Named object pointing entries:
###
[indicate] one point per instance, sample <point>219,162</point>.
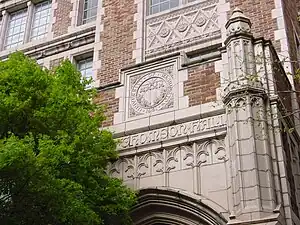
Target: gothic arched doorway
<point>168,207</point>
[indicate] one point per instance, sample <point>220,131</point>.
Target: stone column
<point>245,99</point>
<point>3,28</point>
<point>30,12</point>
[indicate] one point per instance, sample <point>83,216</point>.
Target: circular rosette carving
<point>182,26</point>
<point>200,21</point>
<point>151,92</point>
<point>164,32</point>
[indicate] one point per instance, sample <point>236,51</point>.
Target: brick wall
<point>117,39</point>
<point>260,14</point>
<point>55,62</point>
<point>62,15</point>
<point>201,84</point>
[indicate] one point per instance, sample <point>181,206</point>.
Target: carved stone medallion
<point>151,92</point>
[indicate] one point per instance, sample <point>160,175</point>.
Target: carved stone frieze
<point>173,132</point>
<point>190,25</point>
<point>151,91</point>
<point>170,159</point>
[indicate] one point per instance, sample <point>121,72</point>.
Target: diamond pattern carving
<point>192,24</point>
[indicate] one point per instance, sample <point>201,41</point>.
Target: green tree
<point>53,157</point>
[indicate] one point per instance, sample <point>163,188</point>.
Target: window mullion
<point>30,11</point>
<point>3,29</point>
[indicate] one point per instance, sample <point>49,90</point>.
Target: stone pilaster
<point>252,183</point>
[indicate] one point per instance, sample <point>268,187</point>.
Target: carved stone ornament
<point>238,23</point>
<point>151,92</point>
<point>181,28</point>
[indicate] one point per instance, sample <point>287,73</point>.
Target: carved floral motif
<point>151,92</point>
<point>169,160</point>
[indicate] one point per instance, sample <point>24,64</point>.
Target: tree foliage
<point>53,157</point>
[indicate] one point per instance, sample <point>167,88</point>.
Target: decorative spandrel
<point>169,160</point>
<point>151,91</point>
<point>190,25</point>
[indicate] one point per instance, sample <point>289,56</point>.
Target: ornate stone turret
<point>241,60</point>
<point>244,97</point>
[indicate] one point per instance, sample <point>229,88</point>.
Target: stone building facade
<point>201,94</point>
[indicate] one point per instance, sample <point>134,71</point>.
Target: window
<point>16,29</point>
<point>89,11</point>
<point>85,67</point>
<point>156,6</point>
<point>41,20</point>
###
TO BE DONE:
Turn the listing above into a numbered list with no blank lines, covering every line of it. Leave the pictures out of your answer.

THE RESULT:
1. [indicate] one point per instance, sample <point>219,162</point>.
2. Target: gothic arched doorway
3. <point>168,207</point>
4. [indicate] one point per instance, sample <point>220,131</point>.
5. Target: stone column
6. <point>245,99</point>
7. <point>3,28</point>
8. <point>30,12</point>
9. [indicate] one point per instance, sample <point>83,216</point>.
10. Target: circular rosette carving
11. <point>182,26</point>
12. <point>200,21</point>
13. <point>151,92</point>
14. <point>164,32</point>
15. [indicate] one point per instance, sample <point>236,51</point>.
16. Target: brick wall
17. <point>117,39</point>
18. <point>260,14</point>
19. <point>55,62</point>
20. <point>62,15</point>
21. <point>201,84</point>
22. [indicate] one point per instance, sample <point>181,206</point>.
23. Target: carved stone medallion
24. <point>151,92</point>
25. [indicate] one point per instance, sample <point>160,175</point>.
26. Target: carved stone frieze
27. <point>173,132</point>
28. <point>190,25</point>
29. <point>151,91</point>
30. <point>170,159</point>
31. [indicate] one point per instance, sample <point>121,72</point>.
32. Target: diamond pattern carving
33. <point>192,24</point>
34. [indicate] one point per instance, sample <point>201,41</point>.
35. Target: green tree
36. <point>53,157</point>
37. [indicate] one point per instance, sample <point>163,188</point>.
38. Target: window mullion
39. <point>30,11</point>
40. <point>3,29</point>
41. [indicate] one point per instance, sample <point>49,90</point>.
42. Target: stone pilaster
43. <point>252,183</point>
44. [indicate] one point per instance, sample <point>268,187</point>.
45. Target: carved stone ornament
46. <point>238,23</point>
47. <point>151,92</point>
48. <point>181,28</point>
49. [indicate] one point per instance, sample <point>287,73</point>.
50. Target: carved floral motif
51. <point>151,92</point>
52. <point>169,160</point>
53. [indicate] one point per instance, sample <point>24,64</point>.
54. Target: tree foliage
55. <point>53,157</point>
56. [indicate] one point per instance, sample <point>167,88</point>.
57. Target: decorative spandrel
58. <point>169,160</point>
59. <point>151,91</point>
60. <point>190,25</point>
61. [indicate] one point per instance, sample <point>289,56</point>.
62. Target: ornate stone turret
63. <point>241,60</point>
64. <point>244,97</point>
65. [indicate] one point per instance, sample <point>229,88</point>.
66. Target: stone building facade
67. <point>201,94</point>
68. [indicate] one point per instance, sample <point>134,71</point>.
69. Target: window
70. <point>16,29</point>
71. <point>89,11</point>
72. <point>85,67</point>
73. <point>156,6</point>
74. <point>41,20</point>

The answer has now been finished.